- **TEXTO EM ESTUDO**:
════

Em meio a previsão alarmante do Instituto Nacional de Câncer José Alencar Gomes da Silva (INCA) de que o número de novos casos de câncer no país ultrapasse 500 mil só neste ano, uma descoberta aponta novas possiblidades para o meio científico. Duas moléculas sintéticas, desenvolvidas por alunos de mestrado em Química da PUC- -Rio, mostraram-se capazes de inibir o crescimento de células cancerosas.
As moléculas sintetizadas são denominadas isoflavonas modificadas e foram concebidas a partir de uma outra molécula chamada LQB-223, fruto da tese de doutorado da professora Camilla Buarque, do Departamento de Química, orientadora das investigações.
Uma das frentes de pesquisa é do aluno Jhony Maurício Cifuentes e apresentou bons resultados no tratamento de leucemia. O outro trabalho é da aluna Joseane Alves Mendes e revelou-se eficiente no combate ao câncer de mama.
Camilla explica que o processo de síntese dos compostos usa como base um produto natural. Segundo ela, conhecer o mecanismo de ação celular é fundamental.
– Nós pegamos uma substância que já existe na natureza. Essa substância é isolada em pequenas quantidades para fazer o que chamamos de caracterizar, mostrar quem ela é. Também identificamos anéis, carbonos, e testamos minimamente a biologia em uma célula. Feita a identificação, e com base nessa estrutura conhecida, o engenheiro molecular pode então sintetizá-la. O que nós fazemos aqui é sintetizar a molécula com aquele esqueleto, colocando diversos penduricalhos, e testar se esses outros penduricalhos melhoram a ação.
A origem das células cancerosas está associada a mutações no DNA, que podem ser passadas para os filhos (câncer infantil genético) ou acumuladas ao longo da vida (câncer esporádico). As pesquisas foram realizadas no Laboratório de Síntese Orgânica da PUC-Rio, em parceria com o Instituto de Pesquisas de Produtos Naturais da UFRJ, e com o apoio do INCA. Em testes biológicos feitos na Universidade Federal do Rio de Janeiro (UFRJ), os compostos demonstraram serem capazes de interromper o ciclo celular na fase G2/M e induzir à morte da célula por fragmentação do DNA.
As moléculas também superaram o chamado Mecanismo de Resistência a Múltiplas Drogas (MDR), uma combinação de diversos artifícios diferentes de resistência. Ainda não há um consenso entre os cientistas de como ou se as células desenvolvem resistência. Alguns defendem que as mais fracas morrem primeiro e são selecionadas as mais fortes. E as mais fortes de todas são as multirresistentes, que possivelmente funcionam como células-tronco do tumor. Os estudos referentes aos mecanismos de resistência à quimioterapia, que focam no ataque às células MDR, tentam eliminar essa população de células-tronco tumorais.

════

- **MATERIAL COLETADO**:
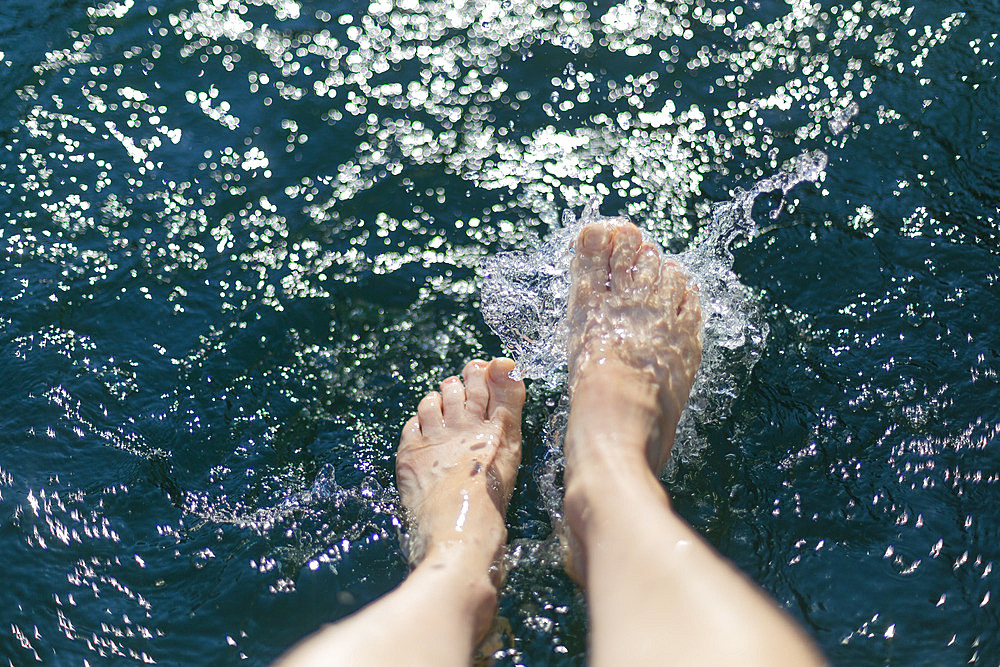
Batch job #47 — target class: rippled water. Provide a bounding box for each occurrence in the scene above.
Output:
[0,0,1000,665]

════

- **EXERCÍCIO 1**: Extraia do texto em estudo o trecho entre "Em meio a previsão" e "de células cancerosas.", inclusive.
- **EXERCÍCIO 2**: De acordo com o texto em estudo, em que fase do ciclo celular os compostos o interromperam nos testes biológicos feitos na UFRJ?

- **RESPOSTA 1**:
Em meio a previsão alarmante do Instituto Nacional de Câncer José Alencar Gomes da Silva (INCA) de que o número de novos casos de câncer no país ultrapasse 500 mil só neste ano, uma descoberta aponta novas possiblidades para o meio científico. Duas moléculas sintéticas, desenvolvidas por alunos de mestrado em Química da PUC- -Rio, mostraram-se capazes de inibir o crescimento de células cancerosas.

- **RESPOSTA 2**: Na fase G2/M.